*Given request:*
Return the records word for word. Any pictures in them are not part of the copy.

####

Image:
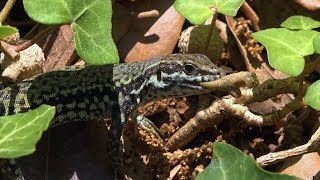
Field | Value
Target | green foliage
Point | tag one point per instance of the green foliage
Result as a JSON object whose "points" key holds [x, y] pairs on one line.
{"points": [[7, 31], [198, 11], [90, 21], [287, 48], [300, 22], [229, 163], [316, 43], [312, 97], [19, 133]]}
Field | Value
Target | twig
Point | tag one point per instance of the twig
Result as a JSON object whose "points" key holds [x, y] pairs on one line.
{"points": [[39, 36], [6, 10], [231, 106]]}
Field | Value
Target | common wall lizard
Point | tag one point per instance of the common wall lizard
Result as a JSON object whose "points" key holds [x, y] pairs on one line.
{"points": [[96, 92]]}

####

*Task output:*
Image:
Field | Value
Target | green foliage
Point | tag one point per instance of the green foliage
Result as a JSON object whose "points" key holds [x, y] pairs on one line.
{"points": [[7, 31], [198, 11], [90, 21], [287, 48], [300, 22], [229, 163], [316, 43], [312, 97], [19, 133]]}
Field | Value
Target | twig
Point | tag one point per instance of the twig
Result as a JSON object whose "points" key holds [x, y] pairs on one line.
{"points": [[39, 36], [6, 10], [231, 106]]}
Field | Value
Target | common wall lizard
Point | tag one point per instance of the common wall lizard
Result as a JSON object whose "points" key holds [x, y] pairs on one line.
{"points": [[96, 92]]}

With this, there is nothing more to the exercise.